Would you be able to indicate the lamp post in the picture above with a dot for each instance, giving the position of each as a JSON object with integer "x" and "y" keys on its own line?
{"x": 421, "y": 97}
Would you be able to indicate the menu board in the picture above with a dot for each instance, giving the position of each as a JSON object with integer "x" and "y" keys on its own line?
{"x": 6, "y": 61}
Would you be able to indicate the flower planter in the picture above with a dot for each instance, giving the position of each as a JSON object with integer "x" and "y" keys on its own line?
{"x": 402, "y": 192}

▸ Aim:
Format all the rows above as a numbered list, leaving out any blank lines.

▸ Output of the task:
1. Would you be able to indicate the lamp post in the picture above with a dot for each instance, giving the position of each as a JSON object with integer "x" and "y" keys on its own line?
2. {"x": 421, "y": 97}
3. Would you be able to indicate the menu board in the picture above with a dot for each instance, giving the position of each as a JSON object with integer "x" and "y" keys on its own line?
4. {"x": 6, "y": 61}
5. Would you be able to indicate the flower planter in the picture above with a dot for each instance, giving the position of each as a JSON object with integer "x" and "y" keys on its own line?
6. {"x": 402, "y": 192}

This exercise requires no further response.